--- PROVIDED MATERIAL Enclosed Below ---
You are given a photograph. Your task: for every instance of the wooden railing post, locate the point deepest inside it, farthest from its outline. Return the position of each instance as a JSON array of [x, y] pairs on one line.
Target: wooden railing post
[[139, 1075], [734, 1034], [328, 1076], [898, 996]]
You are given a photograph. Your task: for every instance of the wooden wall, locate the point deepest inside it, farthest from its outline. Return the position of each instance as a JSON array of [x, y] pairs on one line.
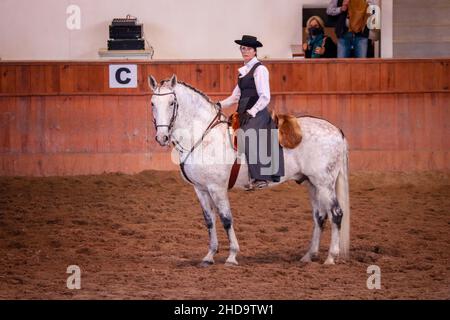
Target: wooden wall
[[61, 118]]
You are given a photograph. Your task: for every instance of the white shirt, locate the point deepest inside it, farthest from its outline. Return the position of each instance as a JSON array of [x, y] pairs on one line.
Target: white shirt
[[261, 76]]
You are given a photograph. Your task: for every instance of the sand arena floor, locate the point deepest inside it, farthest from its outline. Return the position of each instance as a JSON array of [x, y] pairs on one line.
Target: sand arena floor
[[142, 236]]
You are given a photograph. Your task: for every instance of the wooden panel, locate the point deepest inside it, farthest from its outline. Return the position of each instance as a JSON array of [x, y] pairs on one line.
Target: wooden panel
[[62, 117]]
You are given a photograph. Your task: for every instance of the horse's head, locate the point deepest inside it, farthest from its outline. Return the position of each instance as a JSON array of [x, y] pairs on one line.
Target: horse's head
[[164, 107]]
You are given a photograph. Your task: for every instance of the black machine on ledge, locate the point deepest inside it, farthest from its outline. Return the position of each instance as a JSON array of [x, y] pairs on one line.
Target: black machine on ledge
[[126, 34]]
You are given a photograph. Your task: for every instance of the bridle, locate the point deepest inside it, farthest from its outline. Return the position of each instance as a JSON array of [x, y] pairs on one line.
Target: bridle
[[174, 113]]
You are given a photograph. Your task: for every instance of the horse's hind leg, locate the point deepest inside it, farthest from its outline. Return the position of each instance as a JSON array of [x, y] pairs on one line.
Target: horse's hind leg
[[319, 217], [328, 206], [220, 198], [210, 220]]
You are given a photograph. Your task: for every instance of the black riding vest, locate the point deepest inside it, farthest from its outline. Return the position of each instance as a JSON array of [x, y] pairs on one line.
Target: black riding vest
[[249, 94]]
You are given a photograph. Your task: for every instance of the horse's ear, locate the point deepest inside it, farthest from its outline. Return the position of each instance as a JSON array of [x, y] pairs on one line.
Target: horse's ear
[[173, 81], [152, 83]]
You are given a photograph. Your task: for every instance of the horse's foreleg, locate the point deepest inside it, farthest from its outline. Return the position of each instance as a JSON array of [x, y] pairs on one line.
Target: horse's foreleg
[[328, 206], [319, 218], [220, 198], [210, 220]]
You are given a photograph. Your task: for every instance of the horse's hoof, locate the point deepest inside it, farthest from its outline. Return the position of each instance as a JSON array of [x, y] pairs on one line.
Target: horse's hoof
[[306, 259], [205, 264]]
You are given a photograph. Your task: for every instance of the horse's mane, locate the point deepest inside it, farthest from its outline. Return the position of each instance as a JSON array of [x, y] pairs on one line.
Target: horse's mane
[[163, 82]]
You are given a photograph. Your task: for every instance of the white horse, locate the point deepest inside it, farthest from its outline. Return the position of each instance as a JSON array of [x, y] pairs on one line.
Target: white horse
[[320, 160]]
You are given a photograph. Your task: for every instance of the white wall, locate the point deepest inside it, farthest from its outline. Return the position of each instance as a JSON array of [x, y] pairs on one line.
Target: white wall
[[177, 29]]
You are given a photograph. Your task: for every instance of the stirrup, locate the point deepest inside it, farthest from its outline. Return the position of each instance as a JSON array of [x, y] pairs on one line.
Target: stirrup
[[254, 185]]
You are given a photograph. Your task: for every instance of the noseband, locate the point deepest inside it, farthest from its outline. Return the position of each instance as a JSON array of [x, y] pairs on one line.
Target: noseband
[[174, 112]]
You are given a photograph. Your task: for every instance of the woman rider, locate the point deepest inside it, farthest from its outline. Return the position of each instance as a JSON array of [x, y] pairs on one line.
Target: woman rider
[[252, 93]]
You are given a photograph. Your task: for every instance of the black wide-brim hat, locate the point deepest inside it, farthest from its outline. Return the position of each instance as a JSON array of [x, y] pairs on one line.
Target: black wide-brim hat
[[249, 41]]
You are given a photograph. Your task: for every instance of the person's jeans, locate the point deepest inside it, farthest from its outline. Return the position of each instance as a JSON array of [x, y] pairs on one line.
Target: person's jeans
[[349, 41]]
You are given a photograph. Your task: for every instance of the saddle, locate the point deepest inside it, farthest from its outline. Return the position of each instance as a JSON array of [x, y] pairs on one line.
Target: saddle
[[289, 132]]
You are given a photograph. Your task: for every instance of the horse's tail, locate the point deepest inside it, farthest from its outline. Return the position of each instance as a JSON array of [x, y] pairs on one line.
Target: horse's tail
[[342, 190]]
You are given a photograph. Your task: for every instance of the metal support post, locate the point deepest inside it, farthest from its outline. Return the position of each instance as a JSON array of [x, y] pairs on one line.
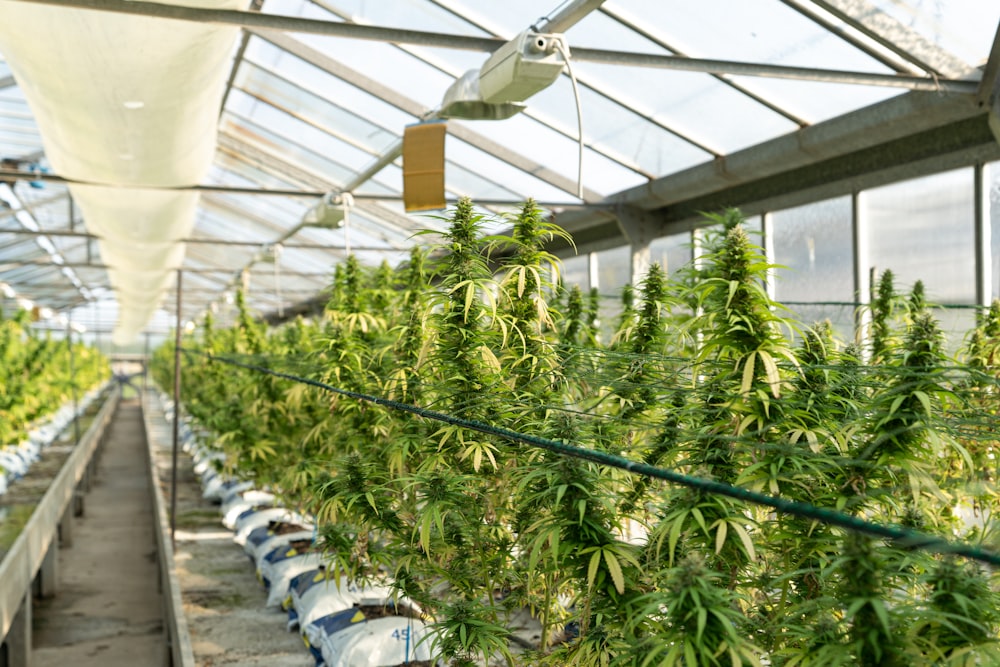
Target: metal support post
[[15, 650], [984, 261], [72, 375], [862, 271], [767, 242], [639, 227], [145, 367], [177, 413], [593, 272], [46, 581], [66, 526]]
--- End of Enclosed PROVIDED MATERIAL ---
--- PROVIDED MATERIAL Enclosed Below ---
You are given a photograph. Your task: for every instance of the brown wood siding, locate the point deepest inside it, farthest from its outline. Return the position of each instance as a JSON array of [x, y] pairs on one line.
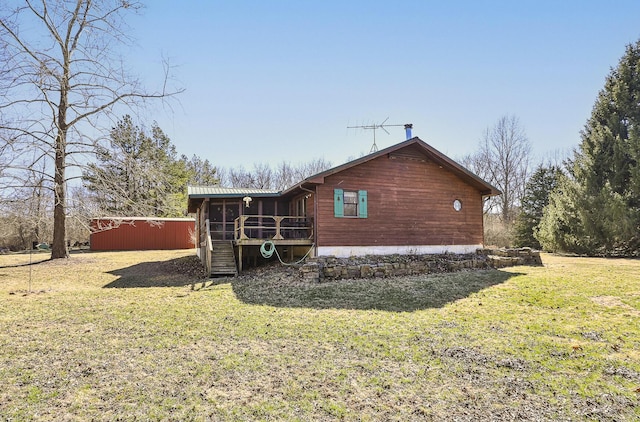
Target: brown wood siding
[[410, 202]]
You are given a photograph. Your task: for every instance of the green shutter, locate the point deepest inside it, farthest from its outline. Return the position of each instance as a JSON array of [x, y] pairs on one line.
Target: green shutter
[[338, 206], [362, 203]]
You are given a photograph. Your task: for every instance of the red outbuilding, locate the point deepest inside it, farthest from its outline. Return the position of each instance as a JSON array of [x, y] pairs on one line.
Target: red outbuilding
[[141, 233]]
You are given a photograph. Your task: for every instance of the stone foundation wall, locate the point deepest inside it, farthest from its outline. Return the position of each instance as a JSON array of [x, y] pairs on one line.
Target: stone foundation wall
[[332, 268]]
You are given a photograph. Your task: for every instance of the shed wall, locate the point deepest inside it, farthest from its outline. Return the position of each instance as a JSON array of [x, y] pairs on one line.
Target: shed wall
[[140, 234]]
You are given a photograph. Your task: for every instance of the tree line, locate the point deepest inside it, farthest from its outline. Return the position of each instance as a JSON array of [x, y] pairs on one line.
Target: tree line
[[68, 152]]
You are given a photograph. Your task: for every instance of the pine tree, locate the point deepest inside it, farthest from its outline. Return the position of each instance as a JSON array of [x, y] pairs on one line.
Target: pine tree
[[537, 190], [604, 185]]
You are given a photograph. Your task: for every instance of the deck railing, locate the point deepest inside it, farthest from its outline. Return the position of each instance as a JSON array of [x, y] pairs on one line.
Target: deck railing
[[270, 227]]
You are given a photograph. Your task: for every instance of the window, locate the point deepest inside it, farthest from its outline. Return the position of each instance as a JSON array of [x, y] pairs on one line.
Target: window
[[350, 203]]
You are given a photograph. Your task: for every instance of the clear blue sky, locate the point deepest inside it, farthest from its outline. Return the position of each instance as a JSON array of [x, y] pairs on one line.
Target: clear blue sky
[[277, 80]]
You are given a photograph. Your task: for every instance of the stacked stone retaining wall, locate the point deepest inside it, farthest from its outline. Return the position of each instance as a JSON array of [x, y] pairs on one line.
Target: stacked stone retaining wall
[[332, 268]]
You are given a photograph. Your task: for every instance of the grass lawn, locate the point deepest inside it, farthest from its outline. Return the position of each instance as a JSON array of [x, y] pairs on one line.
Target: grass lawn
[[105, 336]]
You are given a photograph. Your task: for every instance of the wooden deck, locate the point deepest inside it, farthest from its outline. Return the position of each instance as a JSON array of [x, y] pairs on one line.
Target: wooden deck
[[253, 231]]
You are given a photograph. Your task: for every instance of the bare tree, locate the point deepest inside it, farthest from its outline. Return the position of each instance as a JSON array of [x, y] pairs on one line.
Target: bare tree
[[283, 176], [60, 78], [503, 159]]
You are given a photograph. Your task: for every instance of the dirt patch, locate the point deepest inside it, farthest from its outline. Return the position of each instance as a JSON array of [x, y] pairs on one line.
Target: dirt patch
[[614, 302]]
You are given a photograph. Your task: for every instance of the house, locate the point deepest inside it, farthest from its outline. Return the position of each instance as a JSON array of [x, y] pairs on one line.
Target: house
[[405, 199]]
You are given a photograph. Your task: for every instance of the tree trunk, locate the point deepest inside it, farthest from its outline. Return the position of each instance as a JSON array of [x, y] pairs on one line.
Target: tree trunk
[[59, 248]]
--- End of Enclosed PROVIDED MATERIAL ---
--- PROVIDED MATERIAL Enclosed Below ---
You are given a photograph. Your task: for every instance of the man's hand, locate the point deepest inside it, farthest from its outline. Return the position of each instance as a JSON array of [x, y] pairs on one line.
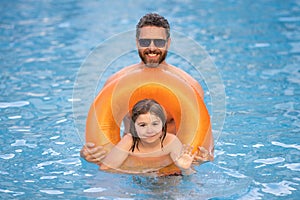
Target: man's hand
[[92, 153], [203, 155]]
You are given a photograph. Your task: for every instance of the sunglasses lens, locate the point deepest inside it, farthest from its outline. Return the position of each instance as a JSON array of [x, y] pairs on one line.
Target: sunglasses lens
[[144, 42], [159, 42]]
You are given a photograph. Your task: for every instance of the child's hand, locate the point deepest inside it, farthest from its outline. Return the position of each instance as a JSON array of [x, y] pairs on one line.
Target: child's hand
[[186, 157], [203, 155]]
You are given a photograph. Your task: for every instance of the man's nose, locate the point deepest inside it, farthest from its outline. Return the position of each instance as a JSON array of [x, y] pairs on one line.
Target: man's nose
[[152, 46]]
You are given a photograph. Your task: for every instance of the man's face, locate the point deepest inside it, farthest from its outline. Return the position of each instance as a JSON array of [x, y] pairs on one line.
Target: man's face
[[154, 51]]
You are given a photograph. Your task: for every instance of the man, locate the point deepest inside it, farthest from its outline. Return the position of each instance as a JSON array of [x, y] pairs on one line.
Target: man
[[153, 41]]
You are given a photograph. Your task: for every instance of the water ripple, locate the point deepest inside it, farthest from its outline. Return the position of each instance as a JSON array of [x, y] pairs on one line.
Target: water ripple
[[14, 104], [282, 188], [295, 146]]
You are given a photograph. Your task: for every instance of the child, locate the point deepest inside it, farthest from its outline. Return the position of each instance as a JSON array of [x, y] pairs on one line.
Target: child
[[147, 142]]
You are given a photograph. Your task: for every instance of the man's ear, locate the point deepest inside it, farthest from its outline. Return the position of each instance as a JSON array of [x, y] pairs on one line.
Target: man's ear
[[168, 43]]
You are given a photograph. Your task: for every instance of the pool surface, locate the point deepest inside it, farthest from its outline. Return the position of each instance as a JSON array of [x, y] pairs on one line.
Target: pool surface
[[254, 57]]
--- End of Enclosed PROVIDED MATERIAL ---
## EXERCISE
Repeat, exactly as they stand above, the lines from the line with "the wooden railing" to the line with "wooden wall, locate", both lines included.

## OUTPUT
You are given a photograph. Your task: for every instance of the wooden railing post, locate the point deepest inside it, farthest from its outline. Return the position of each instance as a JSON array of [x, y] pairs on one line.
Target: wooden railing post
[[139, 1075], [734, 1034], [328, 1076], [898, 996]]
You are given a photograph. Your task: for every instance of the wooden wall, locate the point deepest inside it, farthest from its outline. Return the position of each instance as a JSON array of [x, y] pairs on one line.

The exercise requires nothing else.